**Problem to solve:** Print the data below verbatim, starting at the line containing "ear in this" and ending at the line containing "point(255, 374)", including both of those lines.

**Material for this exercise:**

________________________

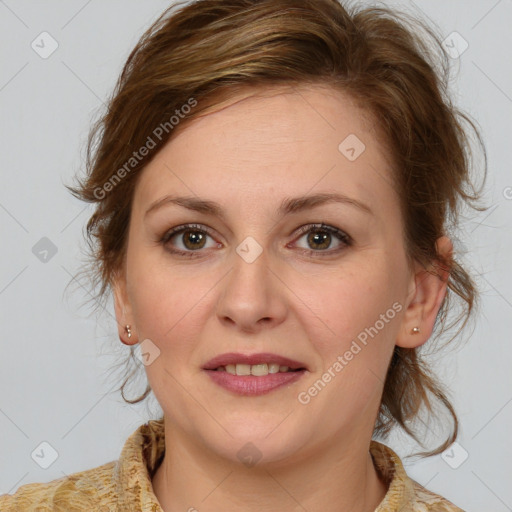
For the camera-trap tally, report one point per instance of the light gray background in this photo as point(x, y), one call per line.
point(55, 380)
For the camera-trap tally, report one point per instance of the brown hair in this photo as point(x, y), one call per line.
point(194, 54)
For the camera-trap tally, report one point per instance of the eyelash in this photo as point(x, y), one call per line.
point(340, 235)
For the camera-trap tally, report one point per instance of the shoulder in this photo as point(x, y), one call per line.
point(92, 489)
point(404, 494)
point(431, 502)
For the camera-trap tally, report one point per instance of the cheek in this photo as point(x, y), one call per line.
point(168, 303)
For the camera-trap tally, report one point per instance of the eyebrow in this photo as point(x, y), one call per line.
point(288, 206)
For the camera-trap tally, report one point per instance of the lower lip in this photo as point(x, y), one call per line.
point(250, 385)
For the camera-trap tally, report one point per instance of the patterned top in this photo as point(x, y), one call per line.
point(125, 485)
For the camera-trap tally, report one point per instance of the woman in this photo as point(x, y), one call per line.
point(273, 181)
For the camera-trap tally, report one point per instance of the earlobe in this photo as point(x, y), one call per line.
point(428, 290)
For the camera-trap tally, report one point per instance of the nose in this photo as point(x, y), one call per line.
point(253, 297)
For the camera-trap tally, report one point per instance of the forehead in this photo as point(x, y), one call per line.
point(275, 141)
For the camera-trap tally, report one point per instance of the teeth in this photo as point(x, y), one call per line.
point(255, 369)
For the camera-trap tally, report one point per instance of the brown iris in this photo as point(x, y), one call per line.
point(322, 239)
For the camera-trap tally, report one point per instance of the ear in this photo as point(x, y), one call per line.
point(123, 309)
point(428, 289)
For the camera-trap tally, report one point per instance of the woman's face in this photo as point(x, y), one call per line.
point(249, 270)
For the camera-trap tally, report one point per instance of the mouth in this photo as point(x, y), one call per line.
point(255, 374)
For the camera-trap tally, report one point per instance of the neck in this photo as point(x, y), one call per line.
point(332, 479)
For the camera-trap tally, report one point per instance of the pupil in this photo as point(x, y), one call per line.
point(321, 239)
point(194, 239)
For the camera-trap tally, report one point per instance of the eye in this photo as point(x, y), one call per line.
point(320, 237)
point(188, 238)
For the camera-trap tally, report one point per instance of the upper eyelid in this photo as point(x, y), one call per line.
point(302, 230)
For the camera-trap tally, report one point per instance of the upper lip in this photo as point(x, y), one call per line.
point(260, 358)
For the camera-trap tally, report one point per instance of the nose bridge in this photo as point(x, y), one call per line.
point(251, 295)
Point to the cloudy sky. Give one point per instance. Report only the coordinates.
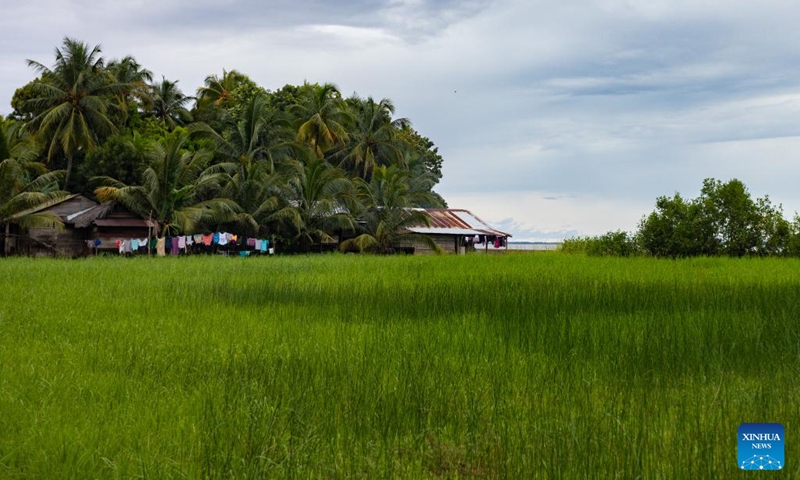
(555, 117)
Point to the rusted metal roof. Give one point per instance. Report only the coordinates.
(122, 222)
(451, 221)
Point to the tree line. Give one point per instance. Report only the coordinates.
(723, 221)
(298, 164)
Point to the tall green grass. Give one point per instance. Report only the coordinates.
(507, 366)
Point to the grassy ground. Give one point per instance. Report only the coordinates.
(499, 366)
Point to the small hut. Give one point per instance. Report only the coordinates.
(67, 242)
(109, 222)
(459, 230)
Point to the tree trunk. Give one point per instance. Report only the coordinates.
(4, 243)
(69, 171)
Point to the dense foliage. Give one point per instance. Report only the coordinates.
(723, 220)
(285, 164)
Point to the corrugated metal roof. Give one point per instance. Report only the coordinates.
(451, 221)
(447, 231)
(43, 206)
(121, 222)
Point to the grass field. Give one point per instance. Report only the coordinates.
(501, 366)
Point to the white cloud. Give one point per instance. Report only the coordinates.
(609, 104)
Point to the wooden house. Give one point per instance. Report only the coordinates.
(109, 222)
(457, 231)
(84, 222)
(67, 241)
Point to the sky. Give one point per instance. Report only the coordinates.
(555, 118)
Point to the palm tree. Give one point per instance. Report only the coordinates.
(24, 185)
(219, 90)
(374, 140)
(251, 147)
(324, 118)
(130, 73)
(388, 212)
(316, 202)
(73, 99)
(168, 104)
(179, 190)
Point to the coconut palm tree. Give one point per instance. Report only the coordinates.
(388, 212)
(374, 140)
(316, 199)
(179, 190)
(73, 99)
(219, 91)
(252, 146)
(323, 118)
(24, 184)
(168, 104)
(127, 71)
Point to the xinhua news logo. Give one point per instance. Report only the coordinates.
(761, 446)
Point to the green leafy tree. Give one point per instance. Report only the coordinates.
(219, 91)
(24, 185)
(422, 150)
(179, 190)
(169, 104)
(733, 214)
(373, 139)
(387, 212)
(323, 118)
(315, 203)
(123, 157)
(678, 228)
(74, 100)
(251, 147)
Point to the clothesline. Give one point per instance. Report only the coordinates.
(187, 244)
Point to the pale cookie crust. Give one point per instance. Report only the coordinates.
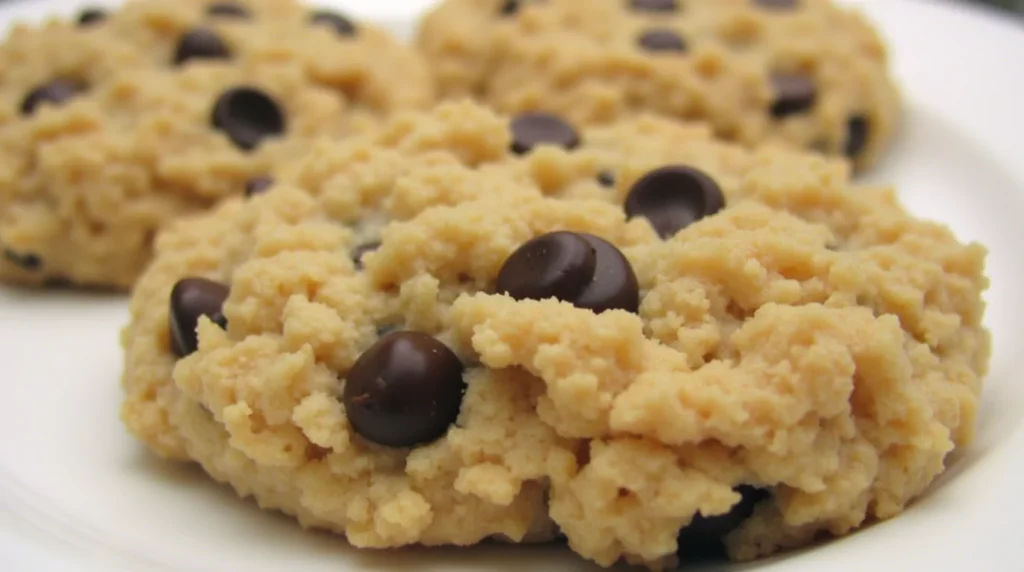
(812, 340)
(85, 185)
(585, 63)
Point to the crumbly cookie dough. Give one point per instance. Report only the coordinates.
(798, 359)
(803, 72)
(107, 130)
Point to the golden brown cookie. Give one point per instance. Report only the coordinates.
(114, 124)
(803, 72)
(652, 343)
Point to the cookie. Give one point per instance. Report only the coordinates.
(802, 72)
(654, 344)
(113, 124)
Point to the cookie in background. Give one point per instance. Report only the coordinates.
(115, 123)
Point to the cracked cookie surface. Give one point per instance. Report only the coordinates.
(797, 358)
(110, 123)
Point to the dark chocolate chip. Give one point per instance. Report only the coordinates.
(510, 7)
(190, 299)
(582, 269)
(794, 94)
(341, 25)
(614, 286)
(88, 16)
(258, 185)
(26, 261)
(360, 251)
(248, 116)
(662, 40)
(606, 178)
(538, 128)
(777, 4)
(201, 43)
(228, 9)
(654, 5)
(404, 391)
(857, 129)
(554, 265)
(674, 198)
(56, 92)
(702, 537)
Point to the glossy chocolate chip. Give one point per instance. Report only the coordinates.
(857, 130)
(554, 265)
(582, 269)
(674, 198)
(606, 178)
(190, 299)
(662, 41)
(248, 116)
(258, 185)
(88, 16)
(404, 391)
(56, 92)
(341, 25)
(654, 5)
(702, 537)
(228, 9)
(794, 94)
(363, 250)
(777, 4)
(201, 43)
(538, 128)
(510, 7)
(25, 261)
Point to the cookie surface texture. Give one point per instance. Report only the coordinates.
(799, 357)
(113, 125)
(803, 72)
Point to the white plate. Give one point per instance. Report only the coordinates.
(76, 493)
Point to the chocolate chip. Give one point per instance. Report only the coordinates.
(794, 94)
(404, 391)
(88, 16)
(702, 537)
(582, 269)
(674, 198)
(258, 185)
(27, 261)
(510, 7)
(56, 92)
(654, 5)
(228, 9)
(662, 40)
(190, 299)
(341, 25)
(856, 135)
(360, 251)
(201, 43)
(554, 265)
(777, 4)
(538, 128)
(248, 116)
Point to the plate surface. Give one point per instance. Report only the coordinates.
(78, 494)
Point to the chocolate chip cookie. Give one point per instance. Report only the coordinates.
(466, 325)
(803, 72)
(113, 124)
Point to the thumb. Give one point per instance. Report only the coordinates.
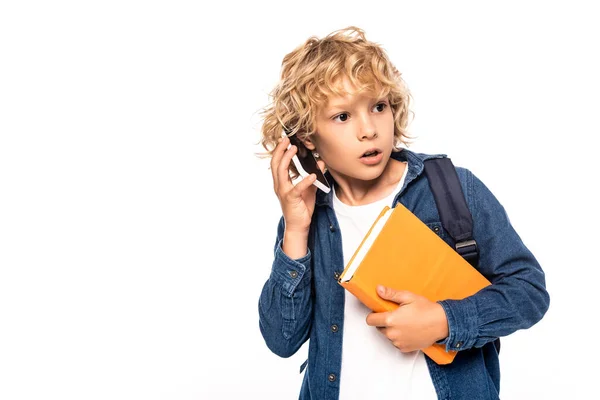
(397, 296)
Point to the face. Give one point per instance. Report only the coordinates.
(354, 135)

________________________

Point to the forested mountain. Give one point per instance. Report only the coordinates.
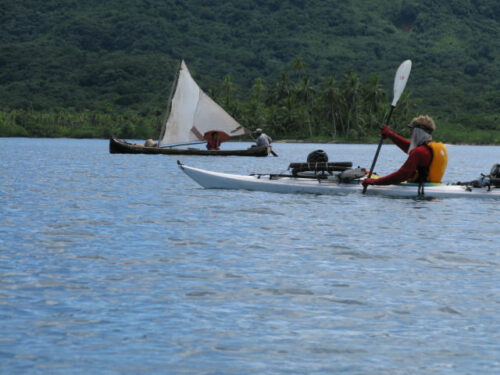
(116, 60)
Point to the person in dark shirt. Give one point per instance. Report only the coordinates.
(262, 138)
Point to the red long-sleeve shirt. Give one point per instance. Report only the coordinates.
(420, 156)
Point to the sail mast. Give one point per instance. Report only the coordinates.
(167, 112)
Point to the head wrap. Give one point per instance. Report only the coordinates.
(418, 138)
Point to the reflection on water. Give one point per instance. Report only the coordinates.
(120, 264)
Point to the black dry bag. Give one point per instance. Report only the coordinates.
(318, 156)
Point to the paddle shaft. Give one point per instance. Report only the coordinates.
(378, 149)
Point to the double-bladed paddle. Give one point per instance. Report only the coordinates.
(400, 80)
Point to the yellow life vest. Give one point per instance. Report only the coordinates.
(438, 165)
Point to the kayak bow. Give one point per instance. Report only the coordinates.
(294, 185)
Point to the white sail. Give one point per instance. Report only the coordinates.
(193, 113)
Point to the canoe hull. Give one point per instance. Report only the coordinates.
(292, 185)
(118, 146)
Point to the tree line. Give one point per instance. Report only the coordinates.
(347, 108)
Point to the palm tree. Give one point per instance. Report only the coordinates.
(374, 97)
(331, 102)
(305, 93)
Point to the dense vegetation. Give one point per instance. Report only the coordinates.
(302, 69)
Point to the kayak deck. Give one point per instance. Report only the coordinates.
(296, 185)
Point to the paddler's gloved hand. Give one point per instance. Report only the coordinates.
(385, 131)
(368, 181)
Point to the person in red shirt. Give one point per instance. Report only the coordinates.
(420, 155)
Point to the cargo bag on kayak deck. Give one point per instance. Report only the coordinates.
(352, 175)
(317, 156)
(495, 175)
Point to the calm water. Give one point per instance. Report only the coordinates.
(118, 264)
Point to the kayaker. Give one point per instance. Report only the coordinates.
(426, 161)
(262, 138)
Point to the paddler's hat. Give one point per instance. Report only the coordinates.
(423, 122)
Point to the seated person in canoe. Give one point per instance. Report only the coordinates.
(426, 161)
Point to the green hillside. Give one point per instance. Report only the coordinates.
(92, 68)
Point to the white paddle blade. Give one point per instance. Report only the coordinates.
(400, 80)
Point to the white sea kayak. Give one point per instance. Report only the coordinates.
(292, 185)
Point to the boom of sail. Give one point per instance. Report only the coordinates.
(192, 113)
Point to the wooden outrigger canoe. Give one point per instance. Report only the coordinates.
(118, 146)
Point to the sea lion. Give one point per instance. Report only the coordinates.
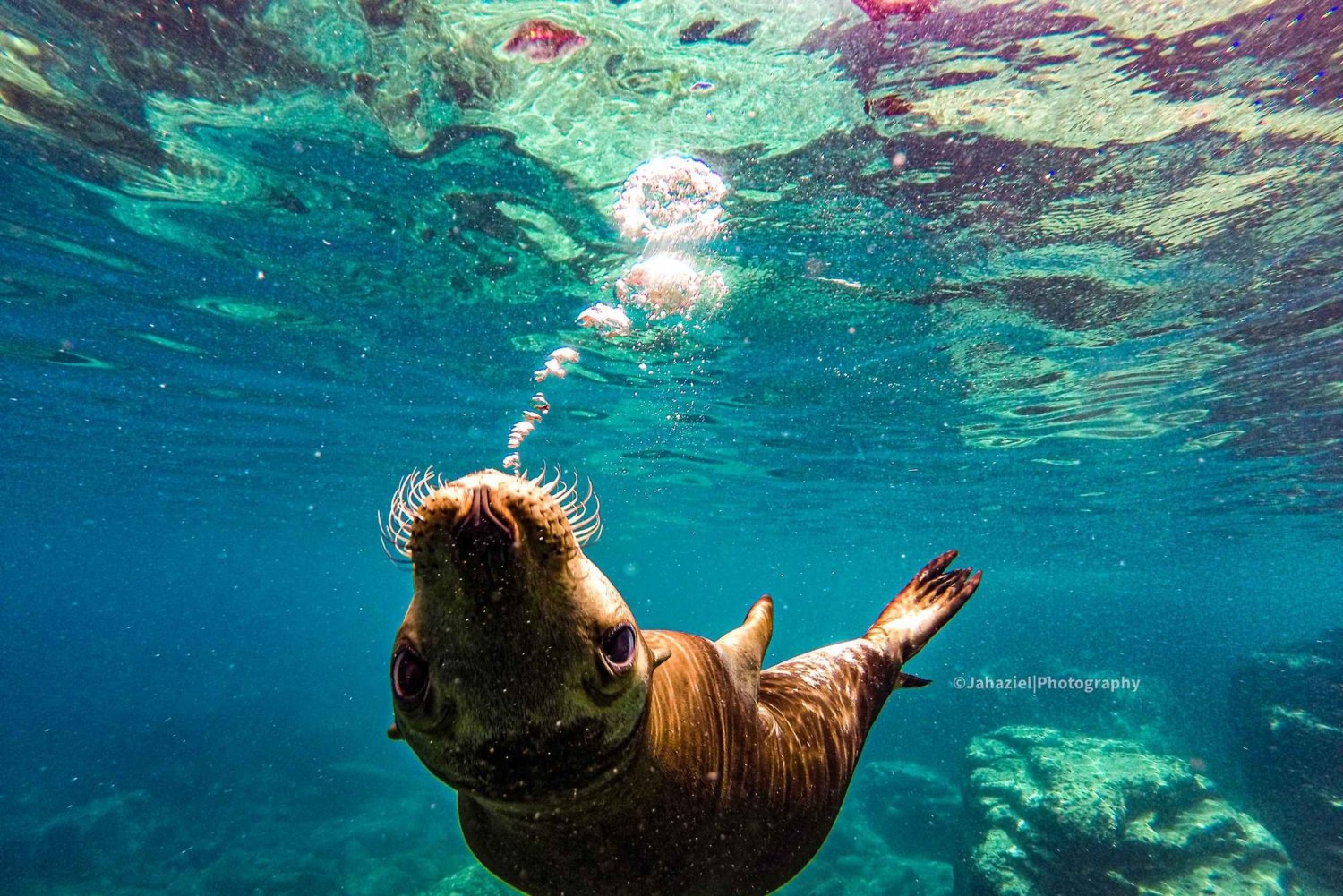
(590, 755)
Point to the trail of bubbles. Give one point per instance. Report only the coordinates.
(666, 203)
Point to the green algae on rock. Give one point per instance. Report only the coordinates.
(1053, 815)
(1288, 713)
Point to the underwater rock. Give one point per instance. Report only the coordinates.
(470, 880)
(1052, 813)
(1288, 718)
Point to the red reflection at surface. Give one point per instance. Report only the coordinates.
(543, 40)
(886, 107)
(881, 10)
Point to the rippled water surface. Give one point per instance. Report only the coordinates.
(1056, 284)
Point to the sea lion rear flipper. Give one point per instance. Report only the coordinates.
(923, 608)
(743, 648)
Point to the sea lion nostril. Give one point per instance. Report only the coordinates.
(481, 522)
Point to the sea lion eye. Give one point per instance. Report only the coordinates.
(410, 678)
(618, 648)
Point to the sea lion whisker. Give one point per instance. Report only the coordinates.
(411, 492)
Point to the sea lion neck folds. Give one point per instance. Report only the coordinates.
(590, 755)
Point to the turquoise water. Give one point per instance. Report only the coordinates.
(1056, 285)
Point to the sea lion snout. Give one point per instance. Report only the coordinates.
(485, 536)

________________________

**Result for this exercise:**
For the camera-trap tally, report one point per instance of the ear in this photo as point(x, y), one call per line.
point(123, 309)
point(428, 289)
For the camera-trap tally, report one point per instance of the woman's face in this photo as point(x, y), one call per line.
point(249, 270)
For the camera-trap tally, report one point per instance of the mouth in this photo as point(x, y), one call per line.
point(255, 374)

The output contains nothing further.